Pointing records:
_ _ _ _ _ _ _
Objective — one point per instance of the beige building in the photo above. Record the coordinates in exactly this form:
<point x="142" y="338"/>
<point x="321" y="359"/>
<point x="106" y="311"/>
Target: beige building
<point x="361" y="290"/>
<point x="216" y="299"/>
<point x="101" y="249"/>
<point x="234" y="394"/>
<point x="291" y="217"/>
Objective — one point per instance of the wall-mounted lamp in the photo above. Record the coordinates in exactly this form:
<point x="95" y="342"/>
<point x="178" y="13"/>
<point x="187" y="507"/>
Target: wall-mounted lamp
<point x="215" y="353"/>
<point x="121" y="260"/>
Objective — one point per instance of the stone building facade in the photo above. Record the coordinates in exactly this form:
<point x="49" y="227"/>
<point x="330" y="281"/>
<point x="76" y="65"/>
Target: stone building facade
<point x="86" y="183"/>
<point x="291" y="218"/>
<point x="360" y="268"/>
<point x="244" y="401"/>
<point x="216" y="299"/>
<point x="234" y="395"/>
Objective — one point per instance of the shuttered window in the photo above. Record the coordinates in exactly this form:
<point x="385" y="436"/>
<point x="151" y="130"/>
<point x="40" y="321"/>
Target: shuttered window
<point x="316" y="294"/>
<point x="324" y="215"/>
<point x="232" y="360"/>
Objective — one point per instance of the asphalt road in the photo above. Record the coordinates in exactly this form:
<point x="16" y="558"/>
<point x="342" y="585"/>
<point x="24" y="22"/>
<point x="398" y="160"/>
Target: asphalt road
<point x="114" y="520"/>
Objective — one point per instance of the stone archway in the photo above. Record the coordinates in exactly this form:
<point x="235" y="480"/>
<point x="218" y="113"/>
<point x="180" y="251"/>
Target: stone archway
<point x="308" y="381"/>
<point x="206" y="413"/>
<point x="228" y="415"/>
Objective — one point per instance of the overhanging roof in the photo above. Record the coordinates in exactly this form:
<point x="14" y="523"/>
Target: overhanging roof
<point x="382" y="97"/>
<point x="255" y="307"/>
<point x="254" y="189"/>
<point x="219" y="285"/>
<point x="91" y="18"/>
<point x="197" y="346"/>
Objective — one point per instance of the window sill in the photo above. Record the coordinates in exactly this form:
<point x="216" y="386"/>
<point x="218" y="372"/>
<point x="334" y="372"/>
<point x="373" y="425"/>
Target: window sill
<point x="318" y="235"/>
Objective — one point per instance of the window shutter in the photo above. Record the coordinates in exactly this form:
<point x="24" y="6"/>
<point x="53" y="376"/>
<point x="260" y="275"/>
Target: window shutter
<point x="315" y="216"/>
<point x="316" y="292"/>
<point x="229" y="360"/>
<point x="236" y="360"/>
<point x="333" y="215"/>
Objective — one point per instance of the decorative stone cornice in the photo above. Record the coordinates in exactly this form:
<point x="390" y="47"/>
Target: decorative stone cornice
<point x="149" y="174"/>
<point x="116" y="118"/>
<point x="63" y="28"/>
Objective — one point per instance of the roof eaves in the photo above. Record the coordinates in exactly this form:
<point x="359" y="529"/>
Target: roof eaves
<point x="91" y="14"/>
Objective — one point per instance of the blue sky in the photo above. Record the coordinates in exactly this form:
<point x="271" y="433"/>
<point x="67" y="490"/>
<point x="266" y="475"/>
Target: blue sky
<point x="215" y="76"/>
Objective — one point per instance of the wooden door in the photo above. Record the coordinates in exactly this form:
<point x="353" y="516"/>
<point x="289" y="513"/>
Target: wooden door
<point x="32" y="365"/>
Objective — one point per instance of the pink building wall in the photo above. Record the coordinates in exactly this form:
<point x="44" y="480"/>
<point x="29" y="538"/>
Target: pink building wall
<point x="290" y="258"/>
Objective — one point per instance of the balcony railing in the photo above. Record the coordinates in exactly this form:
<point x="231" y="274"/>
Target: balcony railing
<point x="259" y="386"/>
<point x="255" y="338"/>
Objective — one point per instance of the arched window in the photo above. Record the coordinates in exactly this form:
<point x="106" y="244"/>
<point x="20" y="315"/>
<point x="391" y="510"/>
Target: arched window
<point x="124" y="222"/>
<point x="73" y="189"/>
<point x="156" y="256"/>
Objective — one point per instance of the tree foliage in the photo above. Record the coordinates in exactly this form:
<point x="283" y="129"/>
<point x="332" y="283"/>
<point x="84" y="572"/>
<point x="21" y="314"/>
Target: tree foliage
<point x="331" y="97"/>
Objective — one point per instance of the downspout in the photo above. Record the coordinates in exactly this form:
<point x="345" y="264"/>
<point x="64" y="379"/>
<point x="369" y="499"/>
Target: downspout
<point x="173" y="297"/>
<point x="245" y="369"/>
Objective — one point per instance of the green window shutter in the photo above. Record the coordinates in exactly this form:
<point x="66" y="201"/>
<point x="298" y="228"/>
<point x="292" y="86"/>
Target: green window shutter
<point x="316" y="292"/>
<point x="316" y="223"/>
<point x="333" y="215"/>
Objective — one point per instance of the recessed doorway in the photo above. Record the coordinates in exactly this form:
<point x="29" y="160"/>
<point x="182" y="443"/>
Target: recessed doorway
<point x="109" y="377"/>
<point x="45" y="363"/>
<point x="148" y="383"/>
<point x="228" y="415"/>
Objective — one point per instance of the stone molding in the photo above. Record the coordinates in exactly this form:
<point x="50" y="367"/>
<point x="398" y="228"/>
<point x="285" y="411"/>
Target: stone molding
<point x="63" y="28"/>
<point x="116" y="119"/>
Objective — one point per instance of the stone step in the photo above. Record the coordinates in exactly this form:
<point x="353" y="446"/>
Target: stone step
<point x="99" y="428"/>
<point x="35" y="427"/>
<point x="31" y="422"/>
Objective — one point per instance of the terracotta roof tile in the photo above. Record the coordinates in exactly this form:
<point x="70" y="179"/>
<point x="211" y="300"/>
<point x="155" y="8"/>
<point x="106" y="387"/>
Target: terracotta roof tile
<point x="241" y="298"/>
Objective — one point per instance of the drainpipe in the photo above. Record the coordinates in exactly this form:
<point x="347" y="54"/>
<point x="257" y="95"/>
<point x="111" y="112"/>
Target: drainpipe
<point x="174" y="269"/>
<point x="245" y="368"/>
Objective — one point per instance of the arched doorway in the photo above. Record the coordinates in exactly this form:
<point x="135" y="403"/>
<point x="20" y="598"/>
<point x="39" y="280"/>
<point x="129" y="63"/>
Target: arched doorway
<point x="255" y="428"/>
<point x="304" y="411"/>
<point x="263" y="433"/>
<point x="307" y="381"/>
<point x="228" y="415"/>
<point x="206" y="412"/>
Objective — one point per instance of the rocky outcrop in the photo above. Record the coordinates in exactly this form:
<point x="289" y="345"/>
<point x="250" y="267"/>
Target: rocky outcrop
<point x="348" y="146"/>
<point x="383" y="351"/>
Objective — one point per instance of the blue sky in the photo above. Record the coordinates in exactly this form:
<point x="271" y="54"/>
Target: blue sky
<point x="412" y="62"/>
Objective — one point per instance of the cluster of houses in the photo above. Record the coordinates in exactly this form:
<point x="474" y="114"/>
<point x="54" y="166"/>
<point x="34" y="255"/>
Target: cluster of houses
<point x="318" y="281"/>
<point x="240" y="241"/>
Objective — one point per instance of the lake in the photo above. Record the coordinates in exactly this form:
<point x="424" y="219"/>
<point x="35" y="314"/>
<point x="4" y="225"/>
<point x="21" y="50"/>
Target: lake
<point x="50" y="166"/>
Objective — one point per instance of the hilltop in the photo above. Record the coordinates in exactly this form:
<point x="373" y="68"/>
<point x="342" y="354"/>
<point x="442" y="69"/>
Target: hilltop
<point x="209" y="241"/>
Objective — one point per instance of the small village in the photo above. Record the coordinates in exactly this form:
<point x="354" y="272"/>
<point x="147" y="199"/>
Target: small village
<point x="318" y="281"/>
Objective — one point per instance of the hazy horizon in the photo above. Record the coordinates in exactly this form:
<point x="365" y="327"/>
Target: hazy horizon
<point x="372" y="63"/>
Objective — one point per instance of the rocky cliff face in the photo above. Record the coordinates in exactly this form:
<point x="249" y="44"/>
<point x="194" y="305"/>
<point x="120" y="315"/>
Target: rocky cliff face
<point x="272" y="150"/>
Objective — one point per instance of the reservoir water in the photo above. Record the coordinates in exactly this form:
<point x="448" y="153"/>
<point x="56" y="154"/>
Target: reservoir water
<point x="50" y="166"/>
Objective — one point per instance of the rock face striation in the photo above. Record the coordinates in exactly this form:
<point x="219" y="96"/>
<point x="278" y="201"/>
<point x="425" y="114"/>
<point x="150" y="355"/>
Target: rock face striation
_ _ _ _ _ _ _
Problem: Quote, without any change, each line from the one that contains "Objective — one point per instance of the hilltop" through the end of the material.

Exercise answer:
Objective — one point per instance of the hilltop in the photo above. Record the coordinates in exactly this form:
<point x="373" y="68"/>
<point x="342" y="354"/>
<point x="442" y="69"/>
Target: hilltop
<point x="209" y="241"/>
Objective — one point per instance of the small village in the photo above. Record the coordinates in exactly this form:
<point x="354" y="272"/>
<point x="147" y="199"/>
Target: small village
<point x="318" y="281"/>
Objective — one point per instance of the hazy horizon in the photo above. Record the coordinates in exactly this form:
<point x="365" y="327"/>
Target: hazy horizon
<point x="372" y="63"/>
Objective — one point per instance of the rocky cliff face in the photo above. Record the coordinates in exactly this form:
<point x="249" y="44"/>
<point x="194" y="305"/>
<point x="120" y="315"/>
Target: rocky cliff face
<point x="272" y="150"/>
Objective — one point per instance of the reservoir water in the photo above. Record the coordinates in exactly this form:
<point x="448" y="153"/>
<point x="56" y="154"/>
Target: reservoir water
<point x="50" y="166"/>
Objective — one point per instance of the rock face striation in the photo above. Record the coordinates in exactly this form:
<point x="219" y="96"/>
<point x="278" y="201"/>
<point x="425" y="114"/>
<point x="150" y="355"/>
Target: rock face striation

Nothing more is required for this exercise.